### Task prompt
Give the lines of the records between the line holding "hand, that would help a great deal." and the line holding "667 363 L 675", inclusive, as a Markdown table with the columns Row and Line, leaving out blank lines.

### Data to process
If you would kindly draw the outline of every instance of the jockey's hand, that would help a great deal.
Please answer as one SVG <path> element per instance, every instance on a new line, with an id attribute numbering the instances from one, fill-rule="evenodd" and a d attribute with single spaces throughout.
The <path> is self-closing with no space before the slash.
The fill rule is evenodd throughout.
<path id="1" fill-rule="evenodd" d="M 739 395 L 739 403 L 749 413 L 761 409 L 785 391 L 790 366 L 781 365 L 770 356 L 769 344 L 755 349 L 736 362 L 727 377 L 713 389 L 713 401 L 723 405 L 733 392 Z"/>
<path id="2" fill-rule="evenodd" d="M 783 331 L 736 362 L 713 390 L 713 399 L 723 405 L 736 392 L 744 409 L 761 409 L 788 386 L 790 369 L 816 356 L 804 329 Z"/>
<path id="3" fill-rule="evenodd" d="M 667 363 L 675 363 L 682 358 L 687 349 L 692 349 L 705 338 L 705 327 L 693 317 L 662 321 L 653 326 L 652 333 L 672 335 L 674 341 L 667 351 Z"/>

==

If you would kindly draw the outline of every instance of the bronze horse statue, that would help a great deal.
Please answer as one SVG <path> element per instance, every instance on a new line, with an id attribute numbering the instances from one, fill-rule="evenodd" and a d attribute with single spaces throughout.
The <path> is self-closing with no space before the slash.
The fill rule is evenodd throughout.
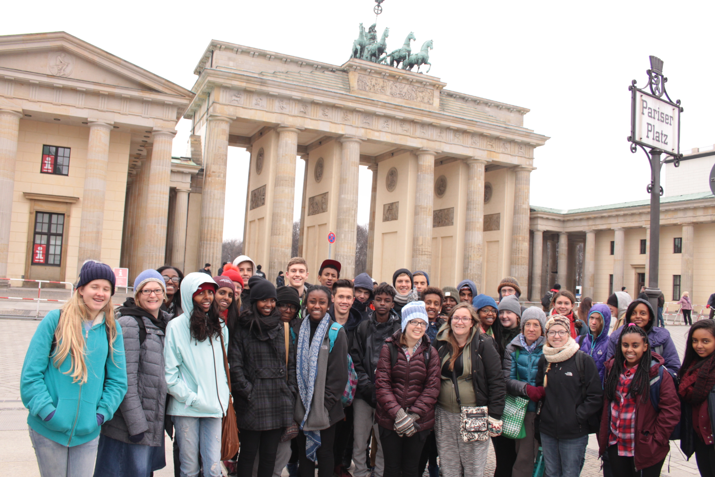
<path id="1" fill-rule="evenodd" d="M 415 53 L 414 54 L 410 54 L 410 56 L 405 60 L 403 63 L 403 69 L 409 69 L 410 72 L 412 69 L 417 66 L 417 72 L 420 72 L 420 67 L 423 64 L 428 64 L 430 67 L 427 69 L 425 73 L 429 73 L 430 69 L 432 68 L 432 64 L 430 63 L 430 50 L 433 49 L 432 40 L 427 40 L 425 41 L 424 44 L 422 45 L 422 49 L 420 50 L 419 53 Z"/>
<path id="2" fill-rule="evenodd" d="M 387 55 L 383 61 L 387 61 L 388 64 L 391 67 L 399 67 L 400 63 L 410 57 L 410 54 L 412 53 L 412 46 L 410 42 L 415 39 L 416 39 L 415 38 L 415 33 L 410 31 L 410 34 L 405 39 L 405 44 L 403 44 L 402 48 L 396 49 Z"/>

### The solution
| Row | Line |
|---|---|
| 1 | If you would kindly draw the outline of every instance of the jockey's hand, that would help a great deal. |
| 2 | Please answer as one SVG <path> element per instance, every instance on a new line, with an id attribute numbering the instances from one, fill-rule="evenodd" and a d attribute with single spaces throughout. |
| 3 | The <path> is self-closing with no space before the slash. |
| 4 | The fill rule is evenodd throughout. |
| 5 | <path id="1" fill-rule="evenodd" d="M 739 395 L 739 403 L 749 413 L 761 409 L 785 391 L 790 366 L 781 365 L 770 356 L 769 344 L 755 349 L 736 362 L 727 377 L 713 389 L 713 401 L 723 405 L 733 392 Z"/> |
| 6 | <path id="2" fill-rule="evenodd" d="M 783 331 L 736 362 L 713 390 L 713 399 L 723 405 L 736 392 L 744 409 L 761 409 L 788 386 L 790 369 L 816 356 L 804 329 Z"/> |
| 7 | <path id="3" fill-rule="evenodd" d="M 667 363 L 675 363 L 682 358 L 687 349 L 692 349 L 705 338 L 705 327 L 693 317 L 662 321 L 653 326 L 652 333 L 672 335 L 674 341 L 667 351 Z"/> |